───── RAW RECORDS ─────
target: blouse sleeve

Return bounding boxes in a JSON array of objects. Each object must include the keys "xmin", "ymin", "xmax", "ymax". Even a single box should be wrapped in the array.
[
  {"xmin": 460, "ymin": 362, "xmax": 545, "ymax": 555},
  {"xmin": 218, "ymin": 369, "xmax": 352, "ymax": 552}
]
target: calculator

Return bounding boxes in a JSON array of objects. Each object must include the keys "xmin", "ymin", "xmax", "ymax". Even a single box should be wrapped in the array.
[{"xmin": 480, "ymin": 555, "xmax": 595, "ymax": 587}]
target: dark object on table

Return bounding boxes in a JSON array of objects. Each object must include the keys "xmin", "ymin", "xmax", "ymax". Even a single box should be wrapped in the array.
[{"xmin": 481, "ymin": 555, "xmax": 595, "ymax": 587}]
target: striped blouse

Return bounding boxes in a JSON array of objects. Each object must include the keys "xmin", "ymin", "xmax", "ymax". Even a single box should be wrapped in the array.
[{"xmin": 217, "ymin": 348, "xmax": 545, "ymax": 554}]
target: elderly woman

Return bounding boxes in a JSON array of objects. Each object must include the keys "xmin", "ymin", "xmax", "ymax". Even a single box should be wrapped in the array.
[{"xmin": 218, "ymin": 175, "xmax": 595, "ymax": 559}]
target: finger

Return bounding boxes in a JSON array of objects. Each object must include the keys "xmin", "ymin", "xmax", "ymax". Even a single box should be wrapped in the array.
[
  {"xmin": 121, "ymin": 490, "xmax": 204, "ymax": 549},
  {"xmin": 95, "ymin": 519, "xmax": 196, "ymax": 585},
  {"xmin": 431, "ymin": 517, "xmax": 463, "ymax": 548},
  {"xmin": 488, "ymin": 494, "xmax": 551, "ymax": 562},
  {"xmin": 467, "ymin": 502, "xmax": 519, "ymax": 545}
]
─────
→ WHAT YOU WILL DO
Copy out the entries above word for word, starting with the line that contains "target: calculator" and running through the last line of the entries.

→ COMPLETE RESPONSE
target: calculator

Return bounding boxes in a JSON array of objects. Each object must include the keys "xmin", "ymin", "xmax", "ymax". Even a single box should be wrapped in the array.
[{"xmin": 480, "ymin": 555, "xmax": 595, "ymax": 587}]
target: dark object on table

Return bounding boxes in a JSON array of objects. Each object must include the keys "xmin", "ymin", "xmax", "ymax". Even a single box should be wrapped in the array.
[{"xmin": 481, "ymin": 555, "xmax": 595, "ymax": 587}]
target: striped blouse

Return bounding boxes in a JSON array of objects. Each object must include the keys "xmin", "ymin", "xmax", "ymax". Even a single box should be wrapped in the array.
[{"xmin": 217, "ymin": 348, "xmax": 545, "ymax": 554}]
target: elderly woman

Return bounding boxes in a JSON array of objects. Each object must include the keys "xmin", "ymin", "xmax", "ymax". Even a single box should be wrapped in the array.
[{"xmin": 218, "ymin": 175, "xmax": 595, "ymax": 559}]
target: finger

Return bounding boxes in a JSON array of objects. Each object must include the keys "xmin", "ymin", "xmax", "ymax". Even a single box should be wrapped in the array.
[
  {"xmin": 121, "ymin": 490, "xmax": 204, "ymax": 549},
  {"xmin": 95, "ymin": 519, "xmax": 196, "ymax": 585},
  {"xmin": 431, "ymin": 517, "xmax": 463, "ymax": 548},
  {"xmin": 488, "ymin": 494, "xmax": 551, "ymax": 562},
  {"xmin": 467, "ymin": 502, "xmax": 519, "ymax": 545}
]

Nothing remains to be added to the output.